### [Extracted entries]
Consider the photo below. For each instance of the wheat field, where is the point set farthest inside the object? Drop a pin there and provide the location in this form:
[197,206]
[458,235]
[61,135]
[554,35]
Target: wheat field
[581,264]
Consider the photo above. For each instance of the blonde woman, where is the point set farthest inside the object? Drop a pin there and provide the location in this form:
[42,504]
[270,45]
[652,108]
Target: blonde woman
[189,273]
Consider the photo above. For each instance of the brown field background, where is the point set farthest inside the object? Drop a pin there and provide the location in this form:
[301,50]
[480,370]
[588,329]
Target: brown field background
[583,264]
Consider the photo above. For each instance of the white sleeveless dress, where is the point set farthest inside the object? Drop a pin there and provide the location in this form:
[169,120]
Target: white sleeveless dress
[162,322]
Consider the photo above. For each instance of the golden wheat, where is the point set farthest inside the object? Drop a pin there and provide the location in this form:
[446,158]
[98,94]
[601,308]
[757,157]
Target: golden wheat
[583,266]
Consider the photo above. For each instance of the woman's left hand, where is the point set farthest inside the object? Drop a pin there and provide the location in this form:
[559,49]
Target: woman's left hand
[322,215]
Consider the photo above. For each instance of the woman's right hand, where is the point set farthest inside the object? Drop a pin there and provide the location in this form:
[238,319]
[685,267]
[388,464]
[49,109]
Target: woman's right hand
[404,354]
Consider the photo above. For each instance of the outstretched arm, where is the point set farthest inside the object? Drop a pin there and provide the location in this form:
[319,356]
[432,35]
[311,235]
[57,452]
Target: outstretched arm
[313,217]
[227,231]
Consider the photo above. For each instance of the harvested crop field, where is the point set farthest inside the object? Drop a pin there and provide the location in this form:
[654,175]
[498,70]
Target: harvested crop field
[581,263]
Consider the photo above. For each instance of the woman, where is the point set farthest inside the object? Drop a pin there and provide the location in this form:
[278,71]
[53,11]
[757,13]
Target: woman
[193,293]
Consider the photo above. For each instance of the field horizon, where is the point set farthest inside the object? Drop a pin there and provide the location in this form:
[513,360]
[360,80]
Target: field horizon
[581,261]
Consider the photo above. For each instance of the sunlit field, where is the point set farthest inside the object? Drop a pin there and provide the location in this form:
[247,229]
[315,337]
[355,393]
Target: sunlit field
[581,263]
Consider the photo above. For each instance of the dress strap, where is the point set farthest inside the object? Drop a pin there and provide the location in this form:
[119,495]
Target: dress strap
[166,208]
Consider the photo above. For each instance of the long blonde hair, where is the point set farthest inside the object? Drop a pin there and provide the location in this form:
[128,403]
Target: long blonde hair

### [Stated goal]
Can you copy out all of the rows above, word for word and unchanged?

### [Worked solution]
Consider the photo below. For each instance of the wheat field, where is the point set farthest inside the object? Drop a pin there and provide the location in this form:
[197,206]
[458,235]
[61,135]
[554,35]
Target: wheat field
[581,264]
Consider the photo above. For each instance of the blonde woman, where is the point set farthest inside the object? Drop a pin there and provide the location in this form:
[42,504]
[270,45]
[652,108]
Target: blonde woman
[189,273]
Consider the photo above. For each instance of the brown field background, where is the point set farthest inside the object? Drop a pin there and provide the location in this form:
[301,50]
[480,370]
[588,329]
Target: brown field background
[583,264]
Consider the photo above. For each instance of the white sleeveless dress, where is the point set farthest inside the object? Drop a pin there and provide the location in this form:
[169,120]
Target: white sleeveless dress
[162,322]
Consider the photo above. For each instance of the golden wheat, where is the point set farthest inside the object? Drop a pin there and provide the location in this form:
[446,158]
[98,94]
[601,308]
[757,157]
Target: golden wheat
[583,266]
Consider the photo above. For each instance of the woman's left hand, where is the point set farthest inside the object? Drop a pin there and provide the location in this form:
[559,49]
Target: woman's left hand
[322,215]
Consider the photo above. For each instance of the woman's right hand, where is the point set farthest inside the object? Drop a pin there and provide the location in this form:
[238,319]
[685,267]
[388,464]
[49,109]
Target: woman's right hand
[404,354]
Consider the photo above. For each instance of the outstretched arm, where is the point set farthest inside the object? Drop a pin there and provide the location in this form:
[319,356]
[432,35]
[311,235]
[57,452]
Target: outstretched arm
[313,217]
[227,231]
Consider the photo above. For each instance of the harvested crop field, where is the point set farthest inside the object? Drop a pin there and provide the location in this form:
[654,175]
[498,70]
Target: harvested crop field
[581,263]
Consider the photo above. For each instance of the woman, where is the point set farthest inside the object? Drop a pin there and provide the location in this form:
[278,71]
[53,11]
[757,13]
Target: woman
[193,293]
Consider the photo above. For each instance of the field horizon, where is the point set farthest inside the object? Drop a pin there and provide the location in this form:
[513,360]
[360,80]
Target: field horizon
[581,261]
Consider the photo above. For each instance of the sunlit field, where is the point set farthest inside the object? Drop a pin there and provide the location in this form:
[247,229]
[315,337]
[355,393]
Target: sunlit field
[581,263]
Consider the photo above. For each instance of the dress strap, where is the point set farthest inside the object? Drop a pin there and provide the location in this form:
[119,495]
Target: dress strap
[166,208]
Consider the photo above. For each instance of the long blonde hair, where is the point set farthest inside the object? Drop a pin there and provide the location in this form:
[128,403]
Target: long blonde hair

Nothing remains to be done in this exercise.